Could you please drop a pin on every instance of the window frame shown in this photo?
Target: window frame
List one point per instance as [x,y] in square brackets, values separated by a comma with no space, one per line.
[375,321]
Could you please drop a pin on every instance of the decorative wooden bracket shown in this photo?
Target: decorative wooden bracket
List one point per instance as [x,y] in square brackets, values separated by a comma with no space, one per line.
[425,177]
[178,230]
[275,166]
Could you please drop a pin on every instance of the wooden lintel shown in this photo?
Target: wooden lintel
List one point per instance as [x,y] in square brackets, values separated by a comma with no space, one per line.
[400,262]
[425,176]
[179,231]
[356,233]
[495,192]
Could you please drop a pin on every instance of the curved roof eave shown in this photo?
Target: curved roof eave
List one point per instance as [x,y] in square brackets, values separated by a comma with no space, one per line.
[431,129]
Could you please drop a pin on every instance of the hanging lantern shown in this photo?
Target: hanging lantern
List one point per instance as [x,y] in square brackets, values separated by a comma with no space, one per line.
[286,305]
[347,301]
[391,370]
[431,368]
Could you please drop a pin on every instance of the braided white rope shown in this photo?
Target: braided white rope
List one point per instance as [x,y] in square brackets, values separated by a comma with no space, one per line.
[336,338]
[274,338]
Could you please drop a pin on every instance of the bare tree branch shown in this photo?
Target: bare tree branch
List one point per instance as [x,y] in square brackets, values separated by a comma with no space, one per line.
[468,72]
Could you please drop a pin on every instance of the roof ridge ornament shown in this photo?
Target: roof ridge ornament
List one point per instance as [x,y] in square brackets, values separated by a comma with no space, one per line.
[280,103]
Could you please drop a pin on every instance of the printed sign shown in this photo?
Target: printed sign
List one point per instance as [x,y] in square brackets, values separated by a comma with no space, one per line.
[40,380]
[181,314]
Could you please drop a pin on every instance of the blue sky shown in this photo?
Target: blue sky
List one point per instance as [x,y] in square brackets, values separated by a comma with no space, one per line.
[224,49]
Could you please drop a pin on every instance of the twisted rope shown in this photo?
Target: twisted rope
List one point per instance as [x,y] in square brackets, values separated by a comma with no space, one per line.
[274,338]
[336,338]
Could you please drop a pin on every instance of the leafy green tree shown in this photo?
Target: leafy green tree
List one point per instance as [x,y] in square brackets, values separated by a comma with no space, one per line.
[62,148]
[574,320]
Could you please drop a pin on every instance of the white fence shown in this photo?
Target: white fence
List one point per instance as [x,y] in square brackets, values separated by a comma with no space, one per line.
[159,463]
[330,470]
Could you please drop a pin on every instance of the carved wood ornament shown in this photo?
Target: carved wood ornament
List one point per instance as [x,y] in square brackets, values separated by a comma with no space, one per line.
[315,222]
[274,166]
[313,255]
□ □ □ □
## EXERCISE DIRECTIONS
Reproduce verbatim the lines of the records from the one containing "sign shown in this photo?" through the last line, inclusive.

## OUTPUT
Could you please drop a pin on every instance of the printed sign shown in this photo?
Target: printed sign
List one point per instance as [x,y] in square brackets, values separated by a comma with no space, one per line.
[40,380]
[181,314]
Could you please drop a pin on every instance of the blue sky shown in this photo?
Target: blue sky
List one point per instance as [x,y] in square brackets, values separated by a comma with no space, one per line.
[224,49]
Could you please drop a pin on every instance of the twisted rope shown in this photo?
Target: twisted rope
List one point per instance as [x,y] in square brackets, values separated by a comma with no space, one per line.
[274,338]
[336,338]
Could you please drop a pin on every instance of the leafy green tree shown in this photo?
Target: leafy green tree
List one point per instance as [x,y] in square brackets, values separated by a comma with no space, one per line.
[62,148]
[574,320]
Could you please drop a pin on every instance of the white fence shown in this photo?
Target: white fence
List one point per instance as [x,y] in square brackets, values separated by a comma with no space, one per line.
[159,463]
[330,470]
Could you please drop a pin on every instance of the carved wood ornament shown in this photo?
Target: carved wood ornament
List one point per instance as [x,y] in square brackets, values separated by a comma with no space, one per line.
[315,222]
[274,166]
[313,255]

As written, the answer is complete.